DATASET ENTRIES:

____________

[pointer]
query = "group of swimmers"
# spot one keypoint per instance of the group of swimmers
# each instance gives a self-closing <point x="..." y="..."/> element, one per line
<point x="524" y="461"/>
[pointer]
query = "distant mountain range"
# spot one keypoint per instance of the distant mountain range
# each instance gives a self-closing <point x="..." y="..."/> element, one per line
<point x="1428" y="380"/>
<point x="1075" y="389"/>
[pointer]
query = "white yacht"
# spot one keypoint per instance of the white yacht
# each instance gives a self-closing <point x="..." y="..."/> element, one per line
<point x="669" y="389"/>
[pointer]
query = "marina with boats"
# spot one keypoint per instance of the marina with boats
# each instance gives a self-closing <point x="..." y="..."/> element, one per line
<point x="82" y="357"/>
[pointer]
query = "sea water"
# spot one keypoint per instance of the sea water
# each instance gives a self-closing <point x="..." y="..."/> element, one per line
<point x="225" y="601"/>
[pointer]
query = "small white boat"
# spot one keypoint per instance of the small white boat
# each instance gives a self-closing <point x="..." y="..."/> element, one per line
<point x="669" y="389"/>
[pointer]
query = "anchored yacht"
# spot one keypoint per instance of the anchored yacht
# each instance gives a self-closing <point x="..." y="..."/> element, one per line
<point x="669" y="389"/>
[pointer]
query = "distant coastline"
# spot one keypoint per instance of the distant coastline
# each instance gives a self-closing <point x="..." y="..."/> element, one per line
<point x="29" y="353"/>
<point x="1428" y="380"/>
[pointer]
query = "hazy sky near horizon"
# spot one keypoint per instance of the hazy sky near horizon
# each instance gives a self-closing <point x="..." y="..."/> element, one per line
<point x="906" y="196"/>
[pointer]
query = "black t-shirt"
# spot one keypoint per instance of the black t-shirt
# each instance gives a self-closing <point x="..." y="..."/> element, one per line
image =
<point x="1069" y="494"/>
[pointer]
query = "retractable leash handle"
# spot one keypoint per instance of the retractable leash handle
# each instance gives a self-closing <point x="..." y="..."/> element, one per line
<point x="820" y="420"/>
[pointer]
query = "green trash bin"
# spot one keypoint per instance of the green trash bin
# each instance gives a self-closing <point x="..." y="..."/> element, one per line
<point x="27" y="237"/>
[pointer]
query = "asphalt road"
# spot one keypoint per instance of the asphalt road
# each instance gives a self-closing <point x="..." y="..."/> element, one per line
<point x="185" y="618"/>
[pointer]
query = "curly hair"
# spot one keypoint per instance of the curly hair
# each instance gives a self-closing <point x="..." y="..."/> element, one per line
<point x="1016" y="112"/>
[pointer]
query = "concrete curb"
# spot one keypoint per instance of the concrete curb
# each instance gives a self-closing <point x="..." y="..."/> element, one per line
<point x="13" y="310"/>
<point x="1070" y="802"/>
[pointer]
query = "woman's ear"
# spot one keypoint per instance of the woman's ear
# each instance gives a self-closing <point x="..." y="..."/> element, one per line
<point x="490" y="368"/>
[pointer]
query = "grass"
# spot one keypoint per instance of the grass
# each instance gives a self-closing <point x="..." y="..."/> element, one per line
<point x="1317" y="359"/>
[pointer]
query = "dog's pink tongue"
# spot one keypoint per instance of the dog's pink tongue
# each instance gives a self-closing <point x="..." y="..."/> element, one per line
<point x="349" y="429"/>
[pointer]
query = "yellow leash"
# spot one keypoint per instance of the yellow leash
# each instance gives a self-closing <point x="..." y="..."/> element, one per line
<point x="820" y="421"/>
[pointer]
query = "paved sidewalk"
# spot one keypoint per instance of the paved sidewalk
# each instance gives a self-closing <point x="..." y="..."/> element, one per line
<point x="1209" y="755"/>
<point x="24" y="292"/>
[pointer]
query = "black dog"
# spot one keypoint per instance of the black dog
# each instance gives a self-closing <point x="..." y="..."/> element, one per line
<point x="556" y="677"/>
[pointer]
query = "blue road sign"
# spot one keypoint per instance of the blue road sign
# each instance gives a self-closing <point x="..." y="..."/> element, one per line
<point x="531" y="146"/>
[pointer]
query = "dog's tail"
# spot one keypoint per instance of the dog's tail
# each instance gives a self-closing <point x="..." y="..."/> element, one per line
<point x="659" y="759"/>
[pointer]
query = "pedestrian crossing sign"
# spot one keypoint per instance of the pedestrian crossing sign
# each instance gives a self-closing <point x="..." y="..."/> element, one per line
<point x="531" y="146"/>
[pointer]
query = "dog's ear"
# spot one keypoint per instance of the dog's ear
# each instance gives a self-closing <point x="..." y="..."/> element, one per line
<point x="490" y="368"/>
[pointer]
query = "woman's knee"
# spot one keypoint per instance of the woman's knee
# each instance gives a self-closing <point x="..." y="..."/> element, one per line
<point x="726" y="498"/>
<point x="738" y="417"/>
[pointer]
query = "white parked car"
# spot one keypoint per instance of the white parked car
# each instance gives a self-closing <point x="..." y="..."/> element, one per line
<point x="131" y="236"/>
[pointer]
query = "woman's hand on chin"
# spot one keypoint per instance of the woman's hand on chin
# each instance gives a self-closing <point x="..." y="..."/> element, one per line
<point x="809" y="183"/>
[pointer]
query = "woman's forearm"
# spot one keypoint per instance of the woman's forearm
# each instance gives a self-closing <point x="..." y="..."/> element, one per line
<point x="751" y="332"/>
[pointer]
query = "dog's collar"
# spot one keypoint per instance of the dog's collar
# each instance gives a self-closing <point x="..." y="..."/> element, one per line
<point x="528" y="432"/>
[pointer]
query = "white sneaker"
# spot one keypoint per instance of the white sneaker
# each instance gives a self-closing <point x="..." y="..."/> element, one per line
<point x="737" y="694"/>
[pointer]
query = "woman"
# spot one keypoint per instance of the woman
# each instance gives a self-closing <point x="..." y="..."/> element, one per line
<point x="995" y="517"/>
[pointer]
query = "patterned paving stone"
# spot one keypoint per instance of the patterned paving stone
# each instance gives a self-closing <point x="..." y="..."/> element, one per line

____________

PROBLEM DESCRIPTION: Reproduce the data in its entirety, matching each character.

FULL ANSWER:
[pointer]
query = "group of swimmers"
# spot one keypoint per instance of the group of swimmers
# each instance gives a self-closing <point x="..." y="..."/> element, one per line
<point x="524" y="461"/>
[pointer]
query = "distant mountain range"
# spot one keypoint per instance of the distant mountain range
# each instance gives a self-closing <point x="..." y="..."/> element, one per line
<point x="1428" y="380"/>
<point x="1075" y="389"/>
[pointer]
query = "white yacht"
# spot one keypoint per instance of the white yacht
# each instance gives a self-closing <point x="..." y="..."/> element, one per line
<point x="669" y="389"/>
[pointer]
query = "marina with boats"
# spot one keypoint per instance of the marina with boats
# each instance gives a self-closing <point x="..." y="..."/> element, one per line
<point x="82" y="357"/>
[pointer]
query = "sea water"
# spot one keypoint per instance of the sea water
# each instance gives a self-closing <point x="..." y="..."/> element, one per line
<point x="225" y="601"/>
[pointer]
query = "small white boat"
# spot one keypoint per instance of the small white boat
# each instance gives a self-closing <point x="..." y="..."/> element, one per line
<point x="669" y="389"/>
[pointer]
query = "anchored yacht"
# spot one keypoint per instance of the anchored yacht
# each instance gives a self-closing <point x="..." y="..."/> element, one per line
<point x="669" y="389"/>
[pointer]
query = "distant coastline"
# spot one keypoint per instance of the distant coastline
# each instance gives a self-closing <point x="..." y="..."/> element, one per line
<point x="29" y="353"/>
<point x="1428" y="380"/>
[pointer]
query = "hazy sky near horizon"
# spot one keypoint per instance of the hazy sky near horizon
# each instance gives a self-closing <point x="..." y="..."/> element, one per line
<point x="906" y="196"/>
[pointer]
query = "black t-shirt"
# spot one keypoint per instance of the black t-shirt
# each instance gives a self-closing <point x="..." y="..."/> element, one per line
image =
<point x="1069" y="494"/>
[pointer]
query = "retractable leash handle"
# spot one keypoint per instance of the retractable leash handle
# each instance gives a self-closing <point x="..." y="..."/> element, one per line
<point x="820" y="420"/>
[pointer]
query = "green trash bin"
# spot one keypoint per instance of the green trash bin
# each instance gives a self-closing <point x="..." y="..."/> element, one per line
<point x="27" y="237"/>
[pointer]
query = "asphalt road"
# spot one keypoint per instance of the asphalt road
# each instance gives a self-closing <point x="..." y="..."/> element, one per line
<point x="185" y="618"/>
[pointer]
query = "curly hair"
# spot one keypoint per instance of the curly hair
# each instance gives a self-closing <point x="..." y="..."/> element, one per line
<point x="1016" y="112"/>
[pointer]
query = "concrete curb"
# spot one keypoint per instance of the concrete curb
# each instance gives a self-closing <point x="..." y="..."/> element, one per line
<point x="13" y="310"/>
<point x="1070" y="802"/>
[pointer]
query = "woman's ear"
# spot one keypoint per instance of the woman's ear
# each instance gives a self-closing <point x="..." y="..."/> element, one per line
<point x="490" y="368"/>
[pointer]
query = "grass"
# spot one keypoint per instance of the grass
# each instance gives a self-closing <point x="..." y="..."/> element, one per line
<point x="1317" y="359"/>
[pointer]
query = "dog's pink tongue"
# spot one keypoint per instance of the dog's pink tongue
# each instance gives a self-closing <point x="..." y="..."/> element, one per line
<point x="349" y="429"/>
[pointer]
query = "yellow leash"
# spot one keypoint per instance of the yellow leash
# each instance gives a self-closing <point x="..." y="..."/> element, one per line
<point x="820" y="421"/>
[pointer]
query = "paved sidewalk"
# spot one keypoint per instance of the paved sidewalk
# each instance gives a self-closing <point x="..." y="..."/> element, one per line
<point x="1209" y="755"/>
<point x="24" y="292"/>
[pointer]
query = "black dog"
# spot one keypoint per instance of the black dog
# each instance gives a self-closing <point x="..." y="..."/> element, one per line
<point x="556" y="677"/>
[pointer]
query = "blue road sign"
# spot one keypoint per instance of the blue road sign
# each instance gives a self-closing <point x="..." y="..."/> element, one per line
<point x="531" y="146"/>
[pointer]
query = "dog's tail"
# spot one keypoint per instance of the dog's tail
# each instance gives a self-closing <point x="..." y="..."/> element, one per line
<point x="659" y="759"/>
[pointer]
query = "pedestrian crossing sign"
# spot one keypoint per instance of the pedestrian crossing sign
# each instance gives a self-closing <point x="..." y="..."/> element, one per line
<point x="531" y="146"/>
[pointer]
query = "dog's ear"
# spot one keypoint per instance of the dog's ear
# each instance gives a self-closing <point x="..." y="..."/> element, one per line
<point x="490" y="368"/>
[pointer]
query = "woman's knee"
# spot one keypoint per instance of the woman's knee
# each instance gives a self-closing <point x="..." y="..."/> element, one per line
<point x="726" y="498"/>
<point x="738" y="417"/>
[pointer]
query = "white parked car"
# spot one keypoint per instance of the white parked car
# each instance gives a self-closing <point x="..." y="..."/> element, one per line
<point x="131" y="236"/>
[pointer]
query = "woman's hand on chin"
# spot one keypoint per instance of the woman's hand on chin
# each instance gives a self-closing <point x="..." y="..."/> element, one per line
<point x="809" y="183"/>
[pointer]
query = "woman's forearm"
# spot one keypoint per instance of the woman's forearm
# each instance gives a self-closing <point x="..." y="..."/> element, one per line
<point x="751" y="332"/>
[pointer]
query = "dog's collar"
# spot one keypoint per instance of the dog's collar
# each instance gives a self-closing <point x="..." y="..."/> element, one per line
<point x="528" y="432"/>
[pointer]
query = "white sneaker"
# spot one keypoint per instance of the white sneaker
# each instance gives a self-closing <point x="..." y="..."/> element, one per line
<point x="737" y="694"/>
[pointer]
query = "woman"
# spot one keypoint per instance of the woman
# each instance gives a self-closing <point x="..." y="..."/> element, one per line
<point x="995" y="517"/>
[pointer]
query = "patterned paving stone"
# spot one keypoint per instance of the patterned paving stone
# each instance gives a self-closing <point x="..." y="..."/> element, one per line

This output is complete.